▸ **TO BE DONE**
**A.** In the text on PyPy's translator, what is the title of the section in PyPy's Getting Started document that offers hands-on examples?
**B.** Sum up the text on PyPy's translator in two sentences.
**C.** Carry the text on PyPy's translator forward from its final sentence.

▸ **PROVIDED TEXT**
_____
This document seems to go into quite a bit of detail (and I think a complete description is out of scope for a stackoverflow answer):
http://codespeak.net/pypy/dist/pypy/doc/translation.html
The general idea of translating from one language to another isn't particularly revolutionary, but it has only recently been gaining popularity / applicability in "real-world" applications. GWT does this with Java (generating Javascript) and there is a library for translating Haskell into various other languages as well (called YHC)
If you want some hand-on examples, PyPy's Getting Started document has a section titled "Trying out the translator".
PyPy translator is in general, not intended for more public use. We use it for translating
our own python interpreter (including JIT and GCs, both written in RPython, this restricted
subset of Python). The idea is that with good JIT and GC, you'll be able to speedups even
without knowing or using PyPy's translation toolchain (and more importantly, without
restricting yourself to RPython).
_____
▸ **STORED ROWS**
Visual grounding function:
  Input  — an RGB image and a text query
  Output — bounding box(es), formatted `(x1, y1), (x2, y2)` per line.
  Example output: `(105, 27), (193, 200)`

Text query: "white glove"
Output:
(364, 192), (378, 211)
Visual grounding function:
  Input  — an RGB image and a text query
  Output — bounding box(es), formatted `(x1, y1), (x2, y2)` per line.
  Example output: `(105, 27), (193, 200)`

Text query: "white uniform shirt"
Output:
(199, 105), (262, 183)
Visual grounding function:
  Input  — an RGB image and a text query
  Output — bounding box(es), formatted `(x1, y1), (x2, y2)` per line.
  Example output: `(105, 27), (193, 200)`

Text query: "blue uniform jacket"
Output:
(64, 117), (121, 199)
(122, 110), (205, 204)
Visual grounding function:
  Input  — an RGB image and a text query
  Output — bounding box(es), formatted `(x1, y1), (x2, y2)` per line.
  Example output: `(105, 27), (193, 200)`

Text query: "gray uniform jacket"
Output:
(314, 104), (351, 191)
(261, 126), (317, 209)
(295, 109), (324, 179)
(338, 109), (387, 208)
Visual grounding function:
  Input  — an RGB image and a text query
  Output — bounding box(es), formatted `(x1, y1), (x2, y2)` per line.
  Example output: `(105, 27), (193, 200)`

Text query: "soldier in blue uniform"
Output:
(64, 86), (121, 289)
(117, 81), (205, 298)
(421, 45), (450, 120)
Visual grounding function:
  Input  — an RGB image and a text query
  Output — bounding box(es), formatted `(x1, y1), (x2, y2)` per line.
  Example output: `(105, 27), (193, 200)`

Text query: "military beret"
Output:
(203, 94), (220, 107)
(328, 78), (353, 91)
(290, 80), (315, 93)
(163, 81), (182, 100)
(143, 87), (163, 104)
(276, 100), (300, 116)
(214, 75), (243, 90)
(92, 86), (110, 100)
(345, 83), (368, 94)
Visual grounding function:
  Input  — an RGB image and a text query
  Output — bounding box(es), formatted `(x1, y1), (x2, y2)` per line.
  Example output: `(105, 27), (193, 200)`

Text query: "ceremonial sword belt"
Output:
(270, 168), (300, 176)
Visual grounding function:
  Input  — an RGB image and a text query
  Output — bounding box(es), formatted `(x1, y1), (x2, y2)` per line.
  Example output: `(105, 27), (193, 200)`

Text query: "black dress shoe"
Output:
_____
▸ **TASK ANSWERS**
**A.** "Trying out the translator"

**B.** Translating one language into another is not a new idea, but it has only recently gained popularity in real-world use, as with GWT generating JavaScript from Java and YHC translating Haskell into other languages. PyPy's translator is generally not intended for public use; its developers use it to translate their own Python interpreter, including the JIT and garbage collectors written in the restricted RPython subset.

**C.**
Cheers,
fijal
Are you looking for Python specific translation, or just the general "how do you compile some code to bytecode"? If the latter is your case, check the LLVM tutorial. I especially find chapter two, which teaches you to write a compiler for your own language, interesting.
It looks like something absolutely revolutionary from simply reading the description,
As far as I know, PyPy is novel in the sense that it is the first system expressly designed for implementing languages. Other tools exist to help with much of the very front end, such as parser generators, or for the very back end, such as code generation, but not much existed for connecting the two.